Document passage:
· · · ·

This passage became known as the “Thirteen Attributes of G-d’s Mercy.” The Sages understood this episode as the moment in which G-d taught Moses, and through him all future generations, how to pray when atoning for sin (Rosh Hashanah 17b). Moses himself used these words with slight variations during the next crisis, that of the spies. Eventually they became the basis of the special prayers known as Selichot, prayers of penitence. It was as if G-d were binding himself to forgive the penitent in each generation. That G-d is compassionate and lives in love and forgiveness is an essential element of Jewish faith.

But there is a caveat. G-d adds: “Yet He does not leave the guilty unpunished.” There is a further clause about visiting the sins of the parents upon the children, which demands separate attention and is not our subject here. The caveat tells us that there is forgiveness but also punishment. There is compassion but also justice.

Why must there be justice as well as compassion, punishment as well as forgiveness?

Some fascinating recent research in diverse fields from moral philosophy to evolutionary psychology, and from games theory to environmental ethics, provides us with an extraordinary and unexpected answer.

The best point of entry is Garrett Harding’s famous paper written in 1968 about “the tragedy of the commons.” He asks us to imagine an asset with no specific owner: pasture land that belongs to everyone (the commons), for example, or the sea and the fish it contains. The asset provides a livelihood to many people, the local farmers or fishermen. But eventually it attracts too many people. There is over-pasturing or over-fishing, and the resource is depleted. The pasture is at risk of becoming wasteland. The fish are in danger of extinction.

What then happens? The common good demands that everyone from here on must practice restraint. They must limit the number of animals they graze or the number of fish they catch. But some individuals are tempted not to do so. They continue to over-pasture or over-fish. They justify to themselves that the gain to them is great and the loss to others is small, since it is divided by many. Self-interest takes precedence over the common good, and if enough people act on these instincts, the result is disaster.

This is the tragedy of the commons, and it explains how environmental catastrophes and other disasters occur. The problem is the free-rider, the person who pursues their self-interest without bearing their share of the cost of the common good.

One of the things they have done is to create experimental situations that simulate a game in which one player contributes nothing to a common fund – so that if funds are distributed equally it means that some will gain one dollar while the free-rider will gain $9.00.

· · · ·

Object location annotation data:
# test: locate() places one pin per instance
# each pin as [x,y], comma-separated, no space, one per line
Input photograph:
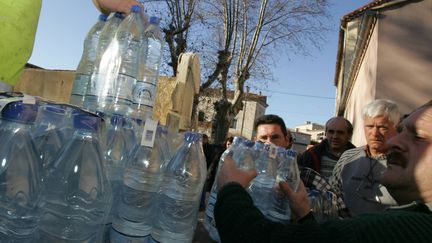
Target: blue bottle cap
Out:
[248,143]
[19,112]
[103,17]
[87,122]
[136,9]
[55,109]
[238,140]
[119,15]
[117,120]
[192,137]
[154,20]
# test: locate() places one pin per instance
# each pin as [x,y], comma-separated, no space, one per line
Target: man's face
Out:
[409,162]
[271,134]
[337,134]
[377,131]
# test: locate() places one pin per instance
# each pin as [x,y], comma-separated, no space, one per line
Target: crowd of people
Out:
[386,184]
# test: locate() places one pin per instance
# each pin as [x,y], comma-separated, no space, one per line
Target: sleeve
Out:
[335,179]
[238,220]
[305,160]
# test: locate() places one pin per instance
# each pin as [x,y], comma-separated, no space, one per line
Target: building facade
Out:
[315,130]
[254,105]
[384,53]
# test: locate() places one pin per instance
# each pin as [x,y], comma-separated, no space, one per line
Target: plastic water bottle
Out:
[179,195]
[78,195]
[21,187]
[262,186]
[287,170]
[144,93]
[86,64]
[118,66]
[242,153]
[106,36]
[50,133]
[119,143]
[140,184]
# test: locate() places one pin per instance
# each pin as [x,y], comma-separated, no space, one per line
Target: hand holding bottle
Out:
[107,6]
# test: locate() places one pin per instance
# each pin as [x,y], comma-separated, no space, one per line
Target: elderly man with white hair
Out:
[355,175]
[408,177]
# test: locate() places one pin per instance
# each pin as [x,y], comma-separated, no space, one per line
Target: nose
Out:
[375,130]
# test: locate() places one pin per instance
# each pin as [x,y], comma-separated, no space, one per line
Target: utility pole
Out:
[244,109]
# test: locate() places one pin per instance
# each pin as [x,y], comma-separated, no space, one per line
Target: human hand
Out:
[299,201]
[107,6]
[230,173]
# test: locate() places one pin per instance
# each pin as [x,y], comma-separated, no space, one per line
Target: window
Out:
[201,116]
[233,123]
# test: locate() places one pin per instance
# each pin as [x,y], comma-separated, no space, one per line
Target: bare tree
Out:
[238,39]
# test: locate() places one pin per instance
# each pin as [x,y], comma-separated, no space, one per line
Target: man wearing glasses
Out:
[408,177]
[355,176]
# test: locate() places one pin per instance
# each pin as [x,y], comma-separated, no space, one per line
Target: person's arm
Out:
[107,6]
[238,220]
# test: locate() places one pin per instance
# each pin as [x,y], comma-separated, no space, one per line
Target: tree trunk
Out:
[221,121]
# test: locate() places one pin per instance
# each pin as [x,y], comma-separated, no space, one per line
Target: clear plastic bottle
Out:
[50,133]
[262,186]
[106,36]
[78,195]
[21,186]
[180,191]
[86,64]
[242,153]
[287,170]
[144,93]
[139,190]
[116,76]
[118,146]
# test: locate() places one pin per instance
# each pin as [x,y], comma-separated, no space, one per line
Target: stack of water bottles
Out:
[53,179]
[119,68]
[273,164]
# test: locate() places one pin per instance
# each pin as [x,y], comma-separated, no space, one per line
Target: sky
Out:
[303,89]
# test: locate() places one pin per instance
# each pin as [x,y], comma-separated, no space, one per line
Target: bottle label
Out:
[149,133]
[80,84]
[123,87]
[144,93]
[273,151]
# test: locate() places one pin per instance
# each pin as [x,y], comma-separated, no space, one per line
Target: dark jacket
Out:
[238,220]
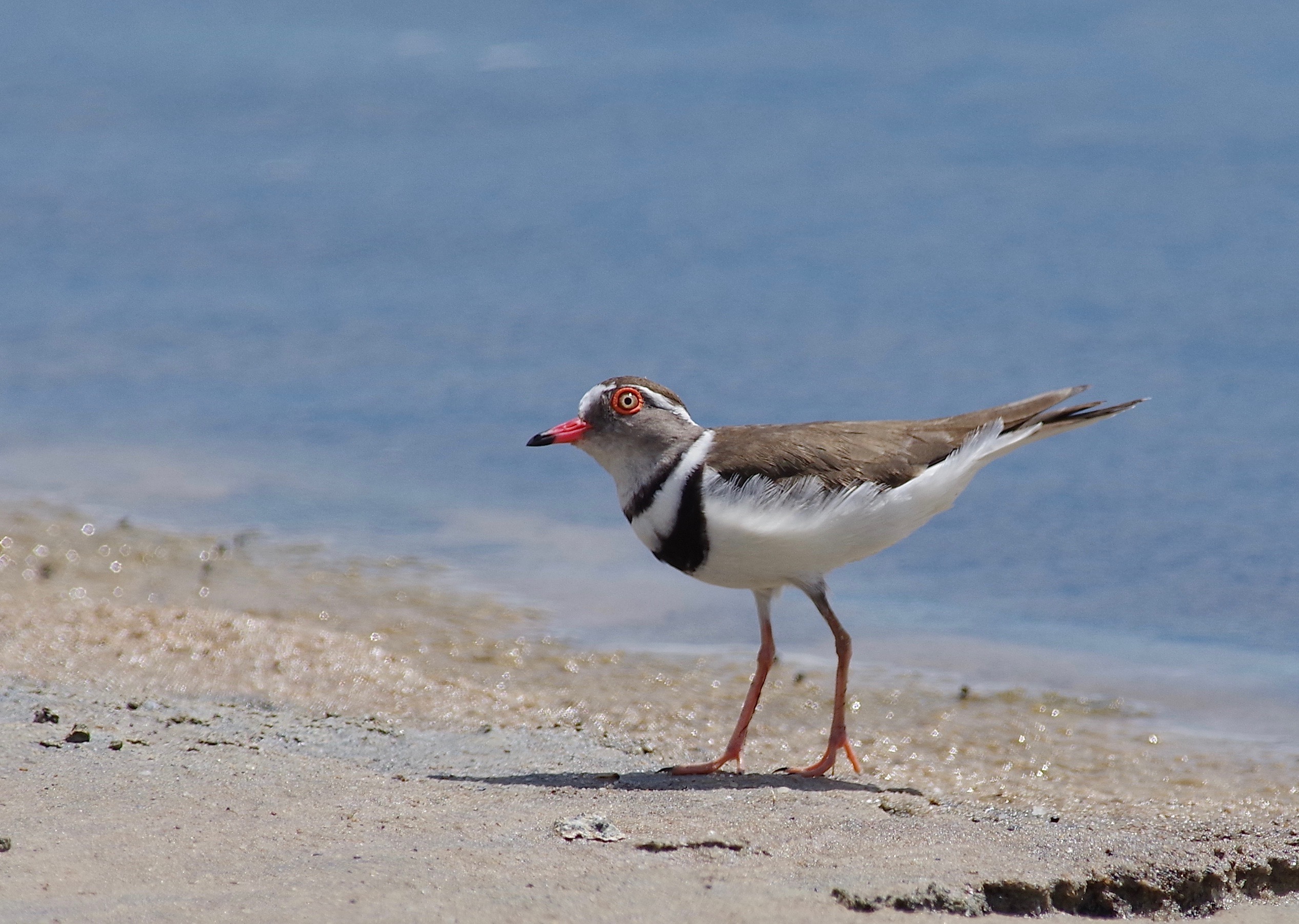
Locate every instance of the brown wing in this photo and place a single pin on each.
(845, 454)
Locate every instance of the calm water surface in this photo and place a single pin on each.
(323, 268)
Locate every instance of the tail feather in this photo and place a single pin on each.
(1071, 419)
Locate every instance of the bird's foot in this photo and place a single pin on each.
(711, 767)
(838, 740)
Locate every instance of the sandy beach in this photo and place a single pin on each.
(260, 733)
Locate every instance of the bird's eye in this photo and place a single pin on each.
(628, 400)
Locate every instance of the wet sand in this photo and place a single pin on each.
(304, 738)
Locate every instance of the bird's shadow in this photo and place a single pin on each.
(666, 781)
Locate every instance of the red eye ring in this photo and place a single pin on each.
(628, 400)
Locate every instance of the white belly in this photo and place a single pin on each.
(767, 536)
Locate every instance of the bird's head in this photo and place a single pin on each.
(625, 421)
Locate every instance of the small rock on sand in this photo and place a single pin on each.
(589, 828)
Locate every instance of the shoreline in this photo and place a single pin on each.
(379, 710)
(213, 808)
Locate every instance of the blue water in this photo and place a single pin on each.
(323, 268)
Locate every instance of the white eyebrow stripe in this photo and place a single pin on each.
(661, 402)
(590, 398)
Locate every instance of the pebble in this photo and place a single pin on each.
(589, 828)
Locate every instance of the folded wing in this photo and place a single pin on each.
(888, 453)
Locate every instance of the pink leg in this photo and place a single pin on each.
(766, 655)
(838, 727)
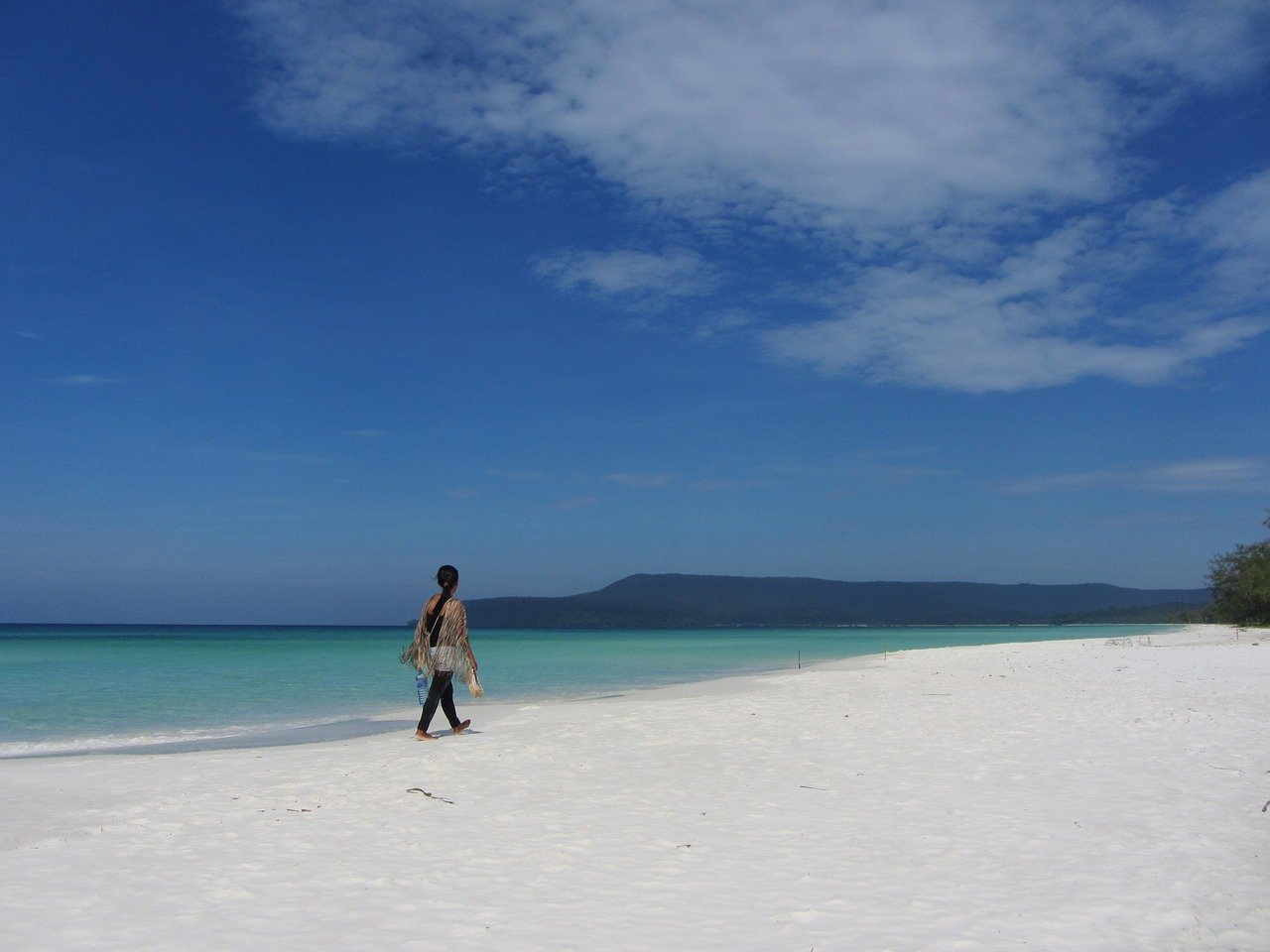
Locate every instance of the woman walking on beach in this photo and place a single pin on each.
(440, 651)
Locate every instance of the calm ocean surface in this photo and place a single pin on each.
(68, 689)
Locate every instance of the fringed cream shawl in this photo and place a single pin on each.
(452, 652)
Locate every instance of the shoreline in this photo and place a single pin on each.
(370, 721)
(1061, 794)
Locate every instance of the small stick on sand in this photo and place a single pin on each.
(431, 796)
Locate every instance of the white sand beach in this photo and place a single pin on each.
(1071, 794)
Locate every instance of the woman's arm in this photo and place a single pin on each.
(461, 622)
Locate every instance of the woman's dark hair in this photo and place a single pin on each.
(447, 576)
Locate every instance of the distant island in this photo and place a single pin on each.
(724, 601)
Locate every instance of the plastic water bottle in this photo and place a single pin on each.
(421, 685)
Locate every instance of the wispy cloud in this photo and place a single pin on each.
(281, 457)
(576, 503)
(1220, 475)
(968, 167)
(85, 380)
(640, 480)
(629, 273)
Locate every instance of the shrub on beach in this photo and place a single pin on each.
(1241, 584)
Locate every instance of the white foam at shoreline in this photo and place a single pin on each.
(1069, 794)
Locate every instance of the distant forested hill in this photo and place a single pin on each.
(714, 601)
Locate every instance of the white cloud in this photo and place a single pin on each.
(1219, 475)
(85, 380)
(642, 480)
(965, 159)
(290, 458)
(629, 273)
(884, 111)
(576, 503)
(1130, 298)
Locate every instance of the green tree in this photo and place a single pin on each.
(1241, 584)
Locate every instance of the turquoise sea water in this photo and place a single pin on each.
(85, 688)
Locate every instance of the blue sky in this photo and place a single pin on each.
(304, 298)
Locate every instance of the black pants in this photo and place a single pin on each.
(441, 689)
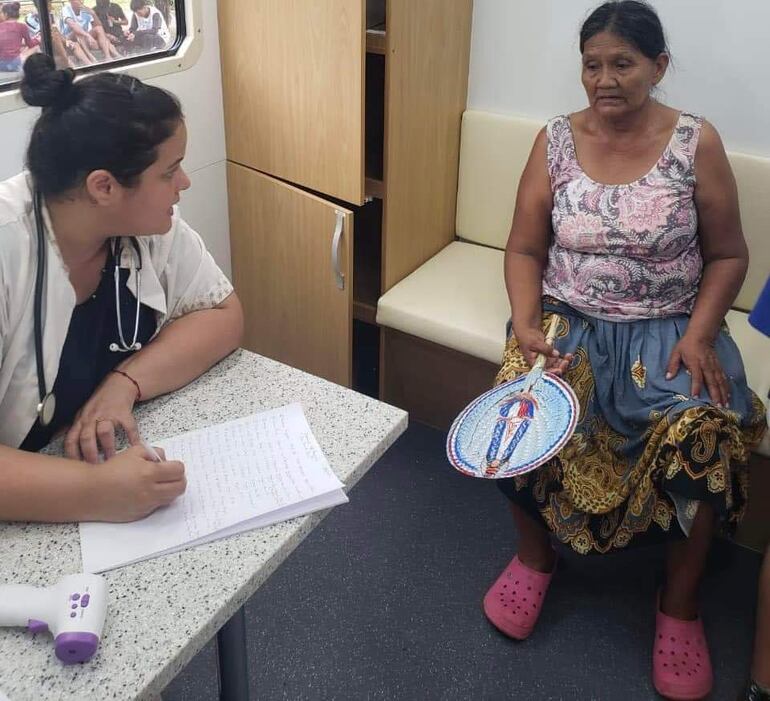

· · · ·

Tasks:
**a.** Name every field of research that the passage on justice and forgiveness mentions as a source of recent findings.
**b.** Put the lines of the listing from the line with "Locate every instance of the green" through the end of the listing into a Markdown table with the columns Row and Line. Leave the pictures out.

Answers in order:
**a.**
- moral philosophy
- evolutionary psychology
- games theory
- environmental ethics

**b.**
| Row | Line |
|---|---|
| 1 | Locate every instance of the green tree in this photo and place a single pin on each. |
| 2 | (1241, 584) |
| 3 | Locate every instance of the turquoise sea water in this photo and place a single pin on each. |
| 4 | (85, 688) |
| 5 | Locate every instance of the blue sky in this photo and place a single pin on each. |
| 6 | (304, 298) |
| 7 | Locate every instance of the black pants in this photo and place a single pin on each. |
| 8 | (441, 689) |